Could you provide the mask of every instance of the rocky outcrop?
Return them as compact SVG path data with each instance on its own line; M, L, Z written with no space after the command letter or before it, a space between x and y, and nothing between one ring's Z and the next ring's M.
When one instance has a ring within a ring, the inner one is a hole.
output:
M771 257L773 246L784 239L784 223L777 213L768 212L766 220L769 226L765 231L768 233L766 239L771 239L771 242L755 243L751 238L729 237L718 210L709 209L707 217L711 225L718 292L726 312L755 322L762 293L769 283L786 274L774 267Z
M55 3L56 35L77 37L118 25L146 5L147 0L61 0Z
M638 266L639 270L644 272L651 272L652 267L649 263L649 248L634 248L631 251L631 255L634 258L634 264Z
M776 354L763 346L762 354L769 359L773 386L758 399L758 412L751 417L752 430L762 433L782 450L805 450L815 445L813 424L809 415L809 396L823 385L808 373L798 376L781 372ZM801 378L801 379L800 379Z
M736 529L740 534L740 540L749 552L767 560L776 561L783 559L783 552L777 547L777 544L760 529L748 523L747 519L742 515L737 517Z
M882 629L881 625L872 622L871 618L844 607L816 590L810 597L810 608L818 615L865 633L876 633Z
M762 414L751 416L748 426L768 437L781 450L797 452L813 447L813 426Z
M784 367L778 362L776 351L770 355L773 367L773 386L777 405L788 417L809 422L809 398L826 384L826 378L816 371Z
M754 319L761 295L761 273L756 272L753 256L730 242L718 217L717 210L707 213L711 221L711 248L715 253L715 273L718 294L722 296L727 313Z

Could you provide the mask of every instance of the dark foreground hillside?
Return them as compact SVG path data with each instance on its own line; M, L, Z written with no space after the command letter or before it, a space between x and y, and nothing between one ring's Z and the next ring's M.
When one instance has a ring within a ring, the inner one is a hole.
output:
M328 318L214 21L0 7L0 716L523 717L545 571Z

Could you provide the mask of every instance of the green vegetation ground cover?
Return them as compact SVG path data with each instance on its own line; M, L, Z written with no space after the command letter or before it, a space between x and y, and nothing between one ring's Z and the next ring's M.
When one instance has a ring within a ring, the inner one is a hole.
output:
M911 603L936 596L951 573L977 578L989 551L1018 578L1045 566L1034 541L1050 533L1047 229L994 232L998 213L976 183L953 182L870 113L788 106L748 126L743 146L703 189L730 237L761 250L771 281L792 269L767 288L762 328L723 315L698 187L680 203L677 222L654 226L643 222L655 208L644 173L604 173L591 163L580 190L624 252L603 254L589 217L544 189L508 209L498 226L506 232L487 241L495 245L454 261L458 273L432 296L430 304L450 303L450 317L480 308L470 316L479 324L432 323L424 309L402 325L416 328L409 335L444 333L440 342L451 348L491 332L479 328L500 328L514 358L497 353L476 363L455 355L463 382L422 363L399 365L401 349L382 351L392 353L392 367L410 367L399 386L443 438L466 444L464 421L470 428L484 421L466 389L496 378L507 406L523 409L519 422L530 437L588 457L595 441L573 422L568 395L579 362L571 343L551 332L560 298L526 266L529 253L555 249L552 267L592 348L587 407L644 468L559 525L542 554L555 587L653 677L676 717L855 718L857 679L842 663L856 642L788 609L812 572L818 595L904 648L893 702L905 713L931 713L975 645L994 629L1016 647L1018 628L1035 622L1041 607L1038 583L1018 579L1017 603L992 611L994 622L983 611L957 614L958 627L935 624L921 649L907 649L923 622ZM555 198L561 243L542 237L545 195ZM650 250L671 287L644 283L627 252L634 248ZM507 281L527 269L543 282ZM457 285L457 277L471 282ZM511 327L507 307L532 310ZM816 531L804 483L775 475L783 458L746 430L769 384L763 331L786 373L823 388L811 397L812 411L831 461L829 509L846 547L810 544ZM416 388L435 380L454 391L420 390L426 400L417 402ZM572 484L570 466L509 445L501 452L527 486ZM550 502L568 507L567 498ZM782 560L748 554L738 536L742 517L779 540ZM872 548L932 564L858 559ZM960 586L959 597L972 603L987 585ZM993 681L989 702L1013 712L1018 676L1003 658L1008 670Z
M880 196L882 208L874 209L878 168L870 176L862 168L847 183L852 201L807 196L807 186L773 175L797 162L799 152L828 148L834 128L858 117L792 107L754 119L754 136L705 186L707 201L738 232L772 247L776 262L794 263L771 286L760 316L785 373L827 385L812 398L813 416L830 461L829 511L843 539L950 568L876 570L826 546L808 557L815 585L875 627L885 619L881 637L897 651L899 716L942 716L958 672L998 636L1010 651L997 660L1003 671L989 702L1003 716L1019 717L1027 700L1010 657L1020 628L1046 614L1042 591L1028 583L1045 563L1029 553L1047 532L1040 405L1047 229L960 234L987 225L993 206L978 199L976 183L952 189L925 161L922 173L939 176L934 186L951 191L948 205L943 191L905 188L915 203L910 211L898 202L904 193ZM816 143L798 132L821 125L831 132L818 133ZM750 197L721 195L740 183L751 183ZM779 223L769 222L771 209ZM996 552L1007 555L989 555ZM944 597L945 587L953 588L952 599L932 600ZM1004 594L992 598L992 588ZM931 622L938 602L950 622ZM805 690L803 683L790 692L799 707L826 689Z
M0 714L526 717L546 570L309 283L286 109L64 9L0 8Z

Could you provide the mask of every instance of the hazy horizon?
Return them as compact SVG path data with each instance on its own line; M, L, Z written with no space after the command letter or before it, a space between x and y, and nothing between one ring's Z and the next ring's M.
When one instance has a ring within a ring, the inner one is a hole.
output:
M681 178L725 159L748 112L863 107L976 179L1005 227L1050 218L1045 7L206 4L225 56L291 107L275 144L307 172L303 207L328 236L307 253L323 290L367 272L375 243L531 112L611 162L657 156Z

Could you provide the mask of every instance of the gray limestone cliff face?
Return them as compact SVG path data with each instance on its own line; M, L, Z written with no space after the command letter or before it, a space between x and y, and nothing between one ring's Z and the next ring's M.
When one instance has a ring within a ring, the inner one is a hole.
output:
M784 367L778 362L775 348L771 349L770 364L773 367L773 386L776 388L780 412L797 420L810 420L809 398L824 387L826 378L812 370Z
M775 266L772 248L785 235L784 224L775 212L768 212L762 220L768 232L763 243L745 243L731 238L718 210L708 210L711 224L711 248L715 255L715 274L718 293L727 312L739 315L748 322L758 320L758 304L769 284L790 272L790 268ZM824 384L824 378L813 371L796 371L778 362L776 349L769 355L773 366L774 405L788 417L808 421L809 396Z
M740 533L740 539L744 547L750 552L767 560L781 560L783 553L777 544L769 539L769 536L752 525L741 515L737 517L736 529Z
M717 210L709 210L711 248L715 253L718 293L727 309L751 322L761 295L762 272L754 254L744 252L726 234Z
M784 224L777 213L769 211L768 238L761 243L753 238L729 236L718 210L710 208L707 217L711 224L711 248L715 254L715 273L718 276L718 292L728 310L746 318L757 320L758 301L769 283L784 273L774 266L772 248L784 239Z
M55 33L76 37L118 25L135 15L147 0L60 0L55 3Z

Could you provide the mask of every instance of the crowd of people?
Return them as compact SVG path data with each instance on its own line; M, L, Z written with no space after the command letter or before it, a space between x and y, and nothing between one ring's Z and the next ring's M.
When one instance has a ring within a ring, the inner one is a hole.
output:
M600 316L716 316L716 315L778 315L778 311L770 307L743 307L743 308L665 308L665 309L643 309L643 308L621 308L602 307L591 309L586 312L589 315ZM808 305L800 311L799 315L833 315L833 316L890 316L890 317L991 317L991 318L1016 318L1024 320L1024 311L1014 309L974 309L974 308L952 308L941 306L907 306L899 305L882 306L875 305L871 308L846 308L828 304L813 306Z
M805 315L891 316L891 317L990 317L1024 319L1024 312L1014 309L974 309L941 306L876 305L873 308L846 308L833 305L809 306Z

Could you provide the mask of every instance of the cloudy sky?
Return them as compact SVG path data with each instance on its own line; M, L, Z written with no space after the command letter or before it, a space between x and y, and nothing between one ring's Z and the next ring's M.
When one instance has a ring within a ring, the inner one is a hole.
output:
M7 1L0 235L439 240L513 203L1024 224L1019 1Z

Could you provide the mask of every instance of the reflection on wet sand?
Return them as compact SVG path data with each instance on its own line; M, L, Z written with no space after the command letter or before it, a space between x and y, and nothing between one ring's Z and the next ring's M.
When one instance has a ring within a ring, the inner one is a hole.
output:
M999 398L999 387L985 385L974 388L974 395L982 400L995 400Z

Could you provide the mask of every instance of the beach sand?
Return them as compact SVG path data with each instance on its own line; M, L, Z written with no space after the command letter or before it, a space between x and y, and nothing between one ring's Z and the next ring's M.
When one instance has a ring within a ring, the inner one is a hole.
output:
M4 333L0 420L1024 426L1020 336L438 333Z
▬▬▬
◆ THE PROBLEM ◆
Lines containing the word "sand": copy every one of them from the records above.

◆ ANSWER TO THIS PROBLEM ◆
Could you provide the mask of every instance of the reflection on wet sand?
Could you provide the mask of every instance of the beach sand?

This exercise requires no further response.